__AIM__
Return all the data, word for word.

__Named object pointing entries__

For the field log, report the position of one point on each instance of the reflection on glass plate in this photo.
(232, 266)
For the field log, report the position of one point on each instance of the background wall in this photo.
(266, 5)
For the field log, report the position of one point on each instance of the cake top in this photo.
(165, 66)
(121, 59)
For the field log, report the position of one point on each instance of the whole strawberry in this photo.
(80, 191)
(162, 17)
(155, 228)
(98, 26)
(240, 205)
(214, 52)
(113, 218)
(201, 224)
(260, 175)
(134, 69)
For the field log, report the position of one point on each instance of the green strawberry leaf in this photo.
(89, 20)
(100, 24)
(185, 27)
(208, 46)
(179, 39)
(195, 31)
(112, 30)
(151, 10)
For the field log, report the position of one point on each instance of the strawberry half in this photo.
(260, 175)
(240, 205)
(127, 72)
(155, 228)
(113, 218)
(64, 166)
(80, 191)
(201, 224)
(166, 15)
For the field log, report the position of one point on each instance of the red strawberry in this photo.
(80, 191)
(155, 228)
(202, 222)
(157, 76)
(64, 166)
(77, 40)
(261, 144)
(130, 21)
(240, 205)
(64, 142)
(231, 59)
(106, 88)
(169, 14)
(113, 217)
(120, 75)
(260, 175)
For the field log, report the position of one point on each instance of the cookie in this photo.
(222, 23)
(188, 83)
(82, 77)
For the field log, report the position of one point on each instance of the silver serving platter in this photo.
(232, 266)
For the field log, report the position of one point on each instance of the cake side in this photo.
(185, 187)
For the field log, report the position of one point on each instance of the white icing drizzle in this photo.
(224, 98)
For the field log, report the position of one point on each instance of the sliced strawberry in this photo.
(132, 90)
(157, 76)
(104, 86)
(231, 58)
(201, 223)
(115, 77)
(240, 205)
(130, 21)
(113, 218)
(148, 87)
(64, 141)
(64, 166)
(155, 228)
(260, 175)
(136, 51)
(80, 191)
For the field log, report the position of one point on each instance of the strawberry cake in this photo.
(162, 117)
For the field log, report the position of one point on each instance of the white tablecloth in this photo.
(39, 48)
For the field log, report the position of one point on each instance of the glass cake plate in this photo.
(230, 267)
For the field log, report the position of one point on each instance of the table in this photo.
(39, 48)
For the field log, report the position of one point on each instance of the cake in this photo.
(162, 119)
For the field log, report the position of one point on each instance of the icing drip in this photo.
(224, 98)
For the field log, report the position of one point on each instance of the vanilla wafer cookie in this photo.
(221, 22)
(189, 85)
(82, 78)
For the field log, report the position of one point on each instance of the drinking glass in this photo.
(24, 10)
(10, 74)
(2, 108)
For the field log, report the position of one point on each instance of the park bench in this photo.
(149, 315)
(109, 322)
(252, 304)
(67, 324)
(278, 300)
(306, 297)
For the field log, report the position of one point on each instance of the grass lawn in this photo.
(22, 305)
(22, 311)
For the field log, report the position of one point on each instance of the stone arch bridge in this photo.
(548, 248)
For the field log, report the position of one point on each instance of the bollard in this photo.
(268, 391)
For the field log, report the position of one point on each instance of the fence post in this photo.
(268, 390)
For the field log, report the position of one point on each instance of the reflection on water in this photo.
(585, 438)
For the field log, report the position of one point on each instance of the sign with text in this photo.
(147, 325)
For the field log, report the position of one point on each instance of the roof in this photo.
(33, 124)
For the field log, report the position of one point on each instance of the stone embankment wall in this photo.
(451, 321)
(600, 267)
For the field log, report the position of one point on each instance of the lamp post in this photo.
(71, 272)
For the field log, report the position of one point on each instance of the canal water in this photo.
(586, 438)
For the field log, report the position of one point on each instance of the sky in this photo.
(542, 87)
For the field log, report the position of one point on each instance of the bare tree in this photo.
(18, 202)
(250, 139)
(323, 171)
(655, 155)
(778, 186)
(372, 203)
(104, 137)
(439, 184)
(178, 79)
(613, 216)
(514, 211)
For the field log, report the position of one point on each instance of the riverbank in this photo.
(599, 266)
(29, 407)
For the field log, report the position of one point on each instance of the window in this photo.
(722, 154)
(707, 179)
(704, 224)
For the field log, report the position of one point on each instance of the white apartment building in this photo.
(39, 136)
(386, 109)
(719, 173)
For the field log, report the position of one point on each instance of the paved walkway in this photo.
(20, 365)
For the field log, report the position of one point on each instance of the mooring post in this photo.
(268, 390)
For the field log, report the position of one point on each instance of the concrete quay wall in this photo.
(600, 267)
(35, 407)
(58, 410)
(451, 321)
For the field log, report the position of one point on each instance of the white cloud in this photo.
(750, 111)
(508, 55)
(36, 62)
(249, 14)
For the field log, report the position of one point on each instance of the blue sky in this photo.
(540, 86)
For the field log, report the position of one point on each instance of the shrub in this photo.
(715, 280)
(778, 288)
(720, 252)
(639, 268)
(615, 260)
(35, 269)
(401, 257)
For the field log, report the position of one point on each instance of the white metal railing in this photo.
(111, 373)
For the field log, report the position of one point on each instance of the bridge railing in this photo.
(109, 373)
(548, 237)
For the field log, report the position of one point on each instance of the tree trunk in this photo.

__THE ANSWER__
For the field log, report the position of one point on each instance of the reflection on glass plate in this photo.
(232, 266)
For the field log, report the position of one point on each instance of the background wall in this photo.
(266, 5)
For the field log, report the position of one point on each instance of the cake top in this photo.
(165, 66)
(121, 59)
For the field log, report the position of one point on each instance of the whole strawberry in this photo.
(80, 191)
(162, 17)
(155, 228)
(98, 26)
(240, 205)
(214, 52)
(113, 218)
(201, 224)
(260, 175)
(134, 69)
For the field log, report the position of one point on each instance of the green strawberry leaf in this photo.
(89, 20)
(100, 24)
(185, 27)
(208, 46)
(179, 39)
(195, 31)
(112, 30)
(151, 10)
For the field log, report the position of one point on each instance of the strawberry half in this photo.
(260, 175)
(240, 205)
(127, 72)
(155, 228)
(113, 218)
(64, 166)
(80, 191)
(201, 224)
(166, 15)
For the field log, report the position of one point on each instance of the red strawberry in this photo.
(80, 191)
(155, 228)
(202, 222)
(157, 76)
(64, 166)
(77, 40)
(261, 144)
(130, 21)
(240, 205)
(64, 142)
(231, 59)
(106, 88)
(169, 14)
(113, 217)
(120, 75)
(260, 175)
For the field log, report the position of one point on each instance of the cookie in this photo.
(222, 23)
(188, 83)
(82, 77)
For the field log, report the position of one point on each instance of the silver serving platter in this photo.
(232, 266)
For the field log, report the position of one point on each instance of the cake side in this photo.
(185, 187)
For the field log, report the position of one point on each instance of the white icing drizzle in this photo.
(224, 98)
For the field log, report the position of one point on each instance of the sliced strawberry in this photo.
(132, 90)
(157, 76)
(104, 86)
(231, 58)
(201, 223)
(115, 77)
(240, 205)
(130, 21)
(113, 218)
(148, 87)
(64, 141)
(64, 166)
(155, 228)
(260, 175)
(136, 51)
(80, 191)
For the field log, report the position of one point on each instance of the strawberry cake in this photo.
(162, 117)
For the field log, report the position of one point on each instance of the white tablecloth in this photo.
(39, 48)
For the field log, report the position of one point on each instance of the glass cake plate in this photo.
(230, 267)
For the field log, report the position of one point on each instance of the table in this photo.
(39, 48)
For the field log, report the position of one point on each instance of the cake in this photo.
(162, 119)
For the field log, report the position of one point on each instance of the icing drip in this photo.
(224, 98)
For the field log, report the position of one point on each instance of the vanilla wafer cookie in this photo.
(221, 22)
(189, 85)
(82, 78)
For the field log, report the position of one point on each instance of the drinking glass in this photo.
(24, 10)
(10, 74)
(2, 108)
For the field log, report the position of one point on each instance of the park bench in this photo.
(149, 315)
(109, 322)
(252, 304)
(67, 324)
(278, 300)
(306, 297)
For the field log, report the position of one point on each instance of the grass lawn in this photo.
(22, 305)
(22, 311)
For the field log, report the position of one point on each instance of the stone arch bridge in this photo.
(548, 248)
For the field log, report the position of one point on each instance of the bollard in this photo.
(268, 391)
For the field log, report the position of one point on each instance of the fence post in this photo.
(268, 390)
For the field log, report the position of one point on each instance of the reflection on water in this photo.
(585, 438)
For the field log, report the position of one point on each instance of the sign with text in this photo.
(147, 325)
For the field log, report the position of one point on each instance of the roof in this photo.
(33, 124)
For the field log, report the position of one point on each instance of the stone embankment wall in this photo.
(451, 321)
(600, 267)
For the field log, report the position of one point on each instance of the lamp post in this photo.
(71, 272)
For the field log, report the position of one point on each instance of the canal water in this photo.
(586, 438)
For the field log, report the position of one point on each instance of the sky in this photo.
(542, 87)
For the field log, report the position of one point on each instance of the bare tree in this photo.
(18, 202)
(250, 139)
(323, 171)
(655, 155)
(778, 186)
(372, 203)
(104, 137)
(439, 184)
(178, 79)
(613, 216)
(514, 211)
For the field log, report the position of one point on each instance of the riverbank in this photo.
(599, 266)
(29, 407)
For the field log, report the position of one point on each instance of the window in this photo.
(722, 154)
(707, 179)
(704, 224)
For the field log, report the position of one point on each instance of the white apartment building in this photo.
(39, 136)
(386, 109)
(719, 173)
For the field log, report the position of one point on each instance of the paved walkway in this photo.
(20, 365)
For the field log, report the position of one point on each instance of the mooring post in this photo.
(268, 390)
For the field log, report the position of one point on each instance of the concrete quay wall in this photo.
(600, 267)
(35, 407)
(58, 410)
(451, 321)
For the field log, report the position of one point on each instance of the white cloud in this photo.
(750, 111)
(508, 55)
(36, 62)
(249, 14)
For the field log, report the position of one point on each instance of the blue sky in this photo.
(540, 86)
For the field log, report the position of one point on each instance of the shrub in this photo.
(715, 280)
(778, 288)
(720, 252)
(639, 268)
(615, 260)
(35, 269)
(401, 257)
For the field log, report the position of one point on each instance of the white metal railing in this photo.
(111, 373)
For the field log, report the position of one point on each instance of the bridge railing in this photo.
(109, 373)
(548, 237)
For the field log, report the position of one point on each instance of the tree trunk in this photo.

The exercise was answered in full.